Given text ::
— Begin —

# NIE number



## NickH01 (May 4, 2014)

My apologies to you as you have probably been asked this question many, many times before, but;
We are looking to complete a house purchase and as such I know we need an NIE number. This is a private purchase so no agent involvement. We have negotiated a completion date at the end of March 2015 (I retire in Feb). We are due to be in Spain in Jan for around about 10 days or so with the plan being to find a solicitor and apply for NIE numbers. 
We have a Spanish friend who will accompany us to the Police station.
Okay, so to the questions; What documentation do we need with us?
Do we get our NIE numbers straight away or if not how long after the application?
The house is just outside Elche/Alicante, if that makes any difference.

Many thanks to all you regulars who are always there to help us novices, your patience with our oft repeated questions is really appreciated.


----------



## kenmar (Sep 1, 2014)

H, we went to Cartagena police St a few months ago. We went for recedcia we got pour nor no on the spot. Take as many bits of paper work you can think of. We took Spanish and English bank statements just a few.


----------



## jojo (Sep 20, 2007)

The procedure varies from area to area, but in our area, you make an appointment (in others you can just turn up and wait to be seen). You'll need as much paperwork as you can provide - WITH PHOTOCOPIES OF IT ALL. Passports, bank statements, proof of your impending purchase, maybe your solicitors details..... I cant think of anything else at the moment lol!!! You then will be given a slip of paper to take to the bank and pay, you return with proof of payment and - again I think it varies, some offices will give you your NIE number, others may send it??!!

Jo xxx


----------



## snikpoh (Nov 19, 2007)

— End —

Tasks to complete ::
(A) Reproduce the part of the NIE number thread starting with "# NIE number" and going on through "for NIE numbers.".
(B) Carry the NIE number thread forward, writing on from its final line.
The entries that come next are separate material and do not belong to the NIE number thread.

(Entries from a data collection)
— Begin —

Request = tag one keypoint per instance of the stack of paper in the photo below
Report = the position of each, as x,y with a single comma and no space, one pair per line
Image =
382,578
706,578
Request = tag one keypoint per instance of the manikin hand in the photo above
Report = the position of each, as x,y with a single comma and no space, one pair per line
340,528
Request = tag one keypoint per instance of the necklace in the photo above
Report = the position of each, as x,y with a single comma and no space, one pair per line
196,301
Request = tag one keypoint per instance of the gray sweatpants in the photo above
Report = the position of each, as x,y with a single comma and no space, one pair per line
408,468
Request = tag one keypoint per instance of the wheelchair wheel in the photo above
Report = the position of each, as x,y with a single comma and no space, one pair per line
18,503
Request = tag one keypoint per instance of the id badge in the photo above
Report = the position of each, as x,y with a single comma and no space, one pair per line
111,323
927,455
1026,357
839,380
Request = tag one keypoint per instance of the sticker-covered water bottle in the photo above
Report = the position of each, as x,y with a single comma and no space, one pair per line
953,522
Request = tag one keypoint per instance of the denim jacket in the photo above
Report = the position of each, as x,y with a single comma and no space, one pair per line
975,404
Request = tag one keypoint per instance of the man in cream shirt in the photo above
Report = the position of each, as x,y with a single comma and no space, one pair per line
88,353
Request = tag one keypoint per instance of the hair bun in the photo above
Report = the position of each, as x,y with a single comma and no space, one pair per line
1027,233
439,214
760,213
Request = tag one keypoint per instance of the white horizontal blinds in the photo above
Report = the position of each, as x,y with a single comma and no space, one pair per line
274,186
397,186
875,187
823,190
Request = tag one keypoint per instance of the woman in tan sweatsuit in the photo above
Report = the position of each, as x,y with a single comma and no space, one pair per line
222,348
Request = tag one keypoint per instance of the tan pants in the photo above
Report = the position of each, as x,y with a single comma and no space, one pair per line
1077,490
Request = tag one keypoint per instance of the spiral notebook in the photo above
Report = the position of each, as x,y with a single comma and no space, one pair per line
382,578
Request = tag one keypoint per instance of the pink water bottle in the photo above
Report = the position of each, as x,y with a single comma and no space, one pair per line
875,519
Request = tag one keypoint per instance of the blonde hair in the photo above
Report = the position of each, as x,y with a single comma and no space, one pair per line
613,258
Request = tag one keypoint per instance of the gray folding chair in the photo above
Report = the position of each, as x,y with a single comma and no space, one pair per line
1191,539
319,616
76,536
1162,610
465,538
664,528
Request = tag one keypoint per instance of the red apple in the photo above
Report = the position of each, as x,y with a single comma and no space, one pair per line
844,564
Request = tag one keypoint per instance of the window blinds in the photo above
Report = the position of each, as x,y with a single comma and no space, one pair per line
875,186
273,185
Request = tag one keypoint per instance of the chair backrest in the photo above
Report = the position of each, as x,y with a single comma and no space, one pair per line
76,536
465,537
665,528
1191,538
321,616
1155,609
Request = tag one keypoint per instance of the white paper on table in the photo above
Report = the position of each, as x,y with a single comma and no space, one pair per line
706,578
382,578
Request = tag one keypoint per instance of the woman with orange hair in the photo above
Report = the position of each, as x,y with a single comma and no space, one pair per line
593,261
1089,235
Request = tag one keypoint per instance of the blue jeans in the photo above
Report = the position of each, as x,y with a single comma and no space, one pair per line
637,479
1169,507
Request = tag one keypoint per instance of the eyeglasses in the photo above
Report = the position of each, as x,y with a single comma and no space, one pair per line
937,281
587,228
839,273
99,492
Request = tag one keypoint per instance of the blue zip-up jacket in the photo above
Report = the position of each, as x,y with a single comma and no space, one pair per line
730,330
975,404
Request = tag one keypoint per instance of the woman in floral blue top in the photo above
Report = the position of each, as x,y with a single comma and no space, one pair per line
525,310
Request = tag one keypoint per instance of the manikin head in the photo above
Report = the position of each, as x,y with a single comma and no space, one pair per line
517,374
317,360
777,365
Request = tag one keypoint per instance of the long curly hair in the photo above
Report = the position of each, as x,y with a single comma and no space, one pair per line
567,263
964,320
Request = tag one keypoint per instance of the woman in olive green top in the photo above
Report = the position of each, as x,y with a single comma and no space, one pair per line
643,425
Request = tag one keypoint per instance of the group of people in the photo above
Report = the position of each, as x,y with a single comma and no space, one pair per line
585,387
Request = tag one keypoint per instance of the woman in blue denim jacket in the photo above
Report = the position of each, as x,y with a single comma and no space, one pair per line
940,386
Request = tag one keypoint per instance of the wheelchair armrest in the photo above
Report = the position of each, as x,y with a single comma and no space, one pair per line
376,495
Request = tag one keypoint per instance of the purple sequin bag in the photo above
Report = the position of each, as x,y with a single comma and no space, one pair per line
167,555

— End —

Expected responses ::
(A)
# NIE number



## NickH01 (May 4, 2014)

My apologies to you as you have probably been asked this question many, many times before, but;
We are looking to complete a house purchase and as such I know we need an NIE number. This is a private purchase so no agent involvement. We have negotiated a completion date at the end of March 2015 (I retire in Feb). We are due to be in Spain in Jan for around about 10 days or so with the plan being to find a solicitor and apply for NIE numbers.

(B)
jojo said:


> The procedure varies from area to area, but in our area, you make an appointment (in others you can just turn up and wait to be seen). You'll need as much paperwork as you can provide - WITH PHOTOCOPIES OF IT ALL. Passports, bank statements, proof of your impending purchase, maybe your solicitors details..... I cant think of anything else at the moment lol!!! You then will be given a slip of paper to take to the bank and pay, you return with proof of payment and - again I think it varies, some offices will give you your NIE number, others may send it??!!
> 
> Jo xxx


Why do you need bank statements and all that just for an NIE?


All you actually need is; passport, money for fee, form filled in (and sometimes a photo). Can't think of anything else. Some places are asking for *proof* of why you need an NIE - recently friends of ours had to go to a notary to formalise their reasons (??!!)


----------



## jojo (Sep 20, 2007)

snikpoh said:


> Why do you need bank statements and all that just for an NIE?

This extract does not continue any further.